*** Input rows

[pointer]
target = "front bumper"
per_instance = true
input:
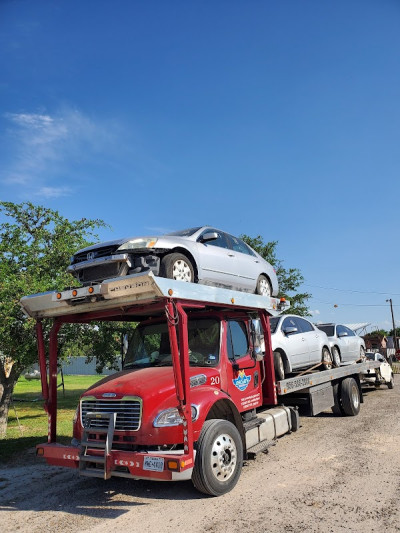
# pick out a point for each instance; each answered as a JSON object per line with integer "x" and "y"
{"x": 121, "y": 463}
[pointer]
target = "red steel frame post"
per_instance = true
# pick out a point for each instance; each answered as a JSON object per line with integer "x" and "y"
{"x": 269, "y": 393}
{"x": 42, "y": 364}
{"x": 184, "y": 359}
{"x": 52, "y": 403}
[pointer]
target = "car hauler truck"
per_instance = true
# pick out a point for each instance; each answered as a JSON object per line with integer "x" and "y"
{"x": 196, "y": 395}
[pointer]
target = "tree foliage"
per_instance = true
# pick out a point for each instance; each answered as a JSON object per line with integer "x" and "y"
{"x": 289, "y": 279}
{"x": 36, "y": 244}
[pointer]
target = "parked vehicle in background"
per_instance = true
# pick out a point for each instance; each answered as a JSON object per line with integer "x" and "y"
{"x": 383, "y": 374}
{"x": 298, "y": 344}
{"x": 202, "y": 255}
{"x": 346, "y": 346}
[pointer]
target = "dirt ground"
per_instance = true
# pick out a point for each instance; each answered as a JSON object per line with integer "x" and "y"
{"x": 334, "y": 474}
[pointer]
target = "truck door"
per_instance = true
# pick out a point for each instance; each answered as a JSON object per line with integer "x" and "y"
{"x": 243, "y": 372}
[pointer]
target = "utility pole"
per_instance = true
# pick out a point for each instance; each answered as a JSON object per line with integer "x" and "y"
{"x": 394, "y": 326}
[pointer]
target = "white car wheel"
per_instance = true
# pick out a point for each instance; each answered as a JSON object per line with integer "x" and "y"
{"x": 263, "y": 287}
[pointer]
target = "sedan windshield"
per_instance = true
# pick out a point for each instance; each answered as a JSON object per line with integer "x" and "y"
{"x": 273, "y": 322}
{"x": 329, "y": 330}
{"x": 184, "y": 232}
{"x": 150, "y": 344}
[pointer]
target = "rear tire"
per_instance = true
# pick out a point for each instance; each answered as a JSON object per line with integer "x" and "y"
{"x": 326, "y": 359}
{"x": 219, "y": 458}
{"x": 279, "y": 367}
{"x": 263, "y": 286}
{"x": 337, "y": 408}
{"x": 336, "y": 357}
{"x": 350, "y": 397}
{"x": 177, "y": 266}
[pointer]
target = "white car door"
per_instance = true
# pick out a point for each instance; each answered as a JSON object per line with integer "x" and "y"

******

Identify every line in the rows above that contains the word "white" and copy each one. Matching is case-sensitive.

* Solution for this task *
target = "white car wheel"
target = "white car door"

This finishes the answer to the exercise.